Экспозиция “Худграфа” символически открывается работами художников “Московской студии” – творческой мастерской шелкографской печати Российской Академии художеств. Студия представила проект Б. Бельского “Кораблестроение” – шелкографию на металле – точные планы постройки судов, взятые прямо из вихрастой головы одиннадцатилетнего мечтателя-мореплавателя. И иронически-дидактический альбом “Самоучитель. Краткий курс изобразительного искусства” С. Семенова, автора графической серии “Выбранные места из Новой Русской Азбуки в картинках”. Программные произведения в стиле за-жизнь-между-нами-мальчиками – “Исправление человеческой природы”, “О сопротивлении материала” – красочно, а главное, достоверно повествуют о нелегкой доле героя классического русского фольклора.
На старинных гравюрах – цветы. Схематично, но тщательно прорисованные стебли и листья – вялые тела – и выцветшие портреты растений. А под каждой картиной – живой прототип. Диалог невозможен: между ними смерть. Это торжество Духа воплощенного.
Цветные бабочки в пасмурно разлинованном белом свете цинкографируют лето в спальном районе. Вот художники – Кустодиев, Бакст, Добужинский, начавшие изучать мир в режиме Zoom. Между цветком и бабочкой возникает романтичная дружба существительного и прилагательного. В этом счастливо не прекращающемся диалоге одна бабочка почти всегда призывно раскрыта яркой стороной вверх, а шуршащие крылья другой в ответ демонстрируют тонкое напыление – изысканный макияж. И тут же по-чеховски нарочито небрежно, но с любовным тщанием прорисованные детали в “Грезах” и “Мемуарах” М. Ермолова. Ведь фантазия так же дотошно внимательна к подробностям, как и память. Они сестры.

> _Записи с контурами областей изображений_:
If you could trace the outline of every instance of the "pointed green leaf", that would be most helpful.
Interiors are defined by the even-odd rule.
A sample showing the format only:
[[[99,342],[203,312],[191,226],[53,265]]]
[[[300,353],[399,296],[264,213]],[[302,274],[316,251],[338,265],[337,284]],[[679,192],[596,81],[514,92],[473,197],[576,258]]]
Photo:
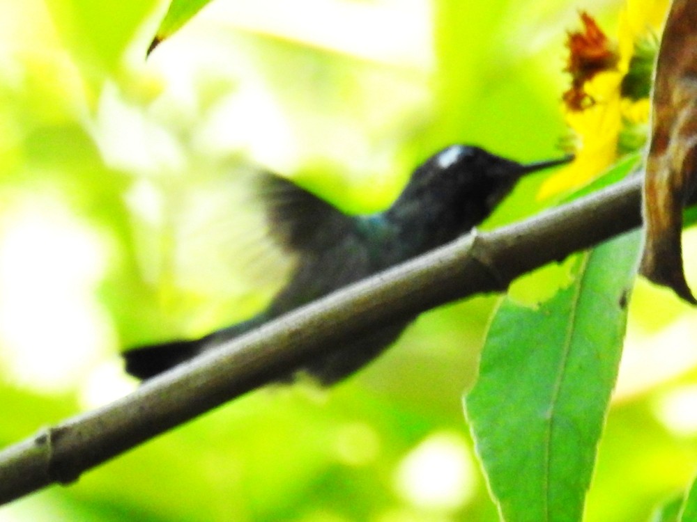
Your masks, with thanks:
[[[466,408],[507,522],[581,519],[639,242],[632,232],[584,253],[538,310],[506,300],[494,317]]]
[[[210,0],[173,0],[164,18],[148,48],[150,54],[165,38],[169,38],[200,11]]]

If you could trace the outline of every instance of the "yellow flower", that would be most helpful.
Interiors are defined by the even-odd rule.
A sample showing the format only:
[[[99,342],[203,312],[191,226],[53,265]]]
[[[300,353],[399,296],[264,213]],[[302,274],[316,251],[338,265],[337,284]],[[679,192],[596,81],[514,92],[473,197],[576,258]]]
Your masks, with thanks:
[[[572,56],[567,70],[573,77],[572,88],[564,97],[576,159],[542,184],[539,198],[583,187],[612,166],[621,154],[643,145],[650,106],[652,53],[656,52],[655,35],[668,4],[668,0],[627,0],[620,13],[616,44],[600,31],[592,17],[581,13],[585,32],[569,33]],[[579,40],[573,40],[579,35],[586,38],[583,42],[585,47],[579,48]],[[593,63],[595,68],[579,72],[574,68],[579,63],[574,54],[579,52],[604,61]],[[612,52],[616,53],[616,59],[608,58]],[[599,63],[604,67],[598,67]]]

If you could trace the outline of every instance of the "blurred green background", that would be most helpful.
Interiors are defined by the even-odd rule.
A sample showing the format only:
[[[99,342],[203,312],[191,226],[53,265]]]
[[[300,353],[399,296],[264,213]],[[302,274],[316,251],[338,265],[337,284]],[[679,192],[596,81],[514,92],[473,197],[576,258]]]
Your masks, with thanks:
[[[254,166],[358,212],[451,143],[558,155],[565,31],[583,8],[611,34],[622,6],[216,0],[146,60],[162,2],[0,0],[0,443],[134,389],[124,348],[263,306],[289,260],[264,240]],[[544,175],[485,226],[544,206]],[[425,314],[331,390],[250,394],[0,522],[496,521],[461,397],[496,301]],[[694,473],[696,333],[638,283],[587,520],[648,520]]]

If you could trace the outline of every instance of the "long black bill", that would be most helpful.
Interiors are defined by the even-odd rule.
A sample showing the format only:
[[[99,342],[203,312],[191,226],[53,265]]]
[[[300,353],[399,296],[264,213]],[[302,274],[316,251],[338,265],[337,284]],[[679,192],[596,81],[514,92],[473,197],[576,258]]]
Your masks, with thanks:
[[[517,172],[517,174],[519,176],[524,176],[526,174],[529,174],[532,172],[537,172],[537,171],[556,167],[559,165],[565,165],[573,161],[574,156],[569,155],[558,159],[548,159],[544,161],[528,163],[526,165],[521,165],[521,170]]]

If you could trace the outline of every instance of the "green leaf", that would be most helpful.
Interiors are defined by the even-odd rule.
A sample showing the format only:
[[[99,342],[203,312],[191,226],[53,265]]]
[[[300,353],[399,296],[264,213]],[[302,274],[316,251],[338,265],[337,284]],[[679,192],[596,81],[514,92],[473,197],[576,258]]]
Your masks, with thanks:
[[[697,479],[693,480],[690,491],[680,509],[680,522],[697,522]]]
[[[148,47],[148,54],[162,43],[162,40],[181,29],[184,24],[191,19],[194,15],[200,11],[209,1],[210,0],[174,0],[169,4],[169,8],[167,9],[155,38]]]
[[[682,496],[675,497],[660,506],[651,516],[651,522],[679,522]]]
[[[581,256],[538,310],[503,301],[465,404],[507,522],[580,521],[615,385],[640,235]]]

> _Задание_: В какой технике выполнен проект Б. Бельского «Кораблестроение», согласно тексту об экспозиции «Худграфа»?

> _Ответ_: Это шелкография на металле.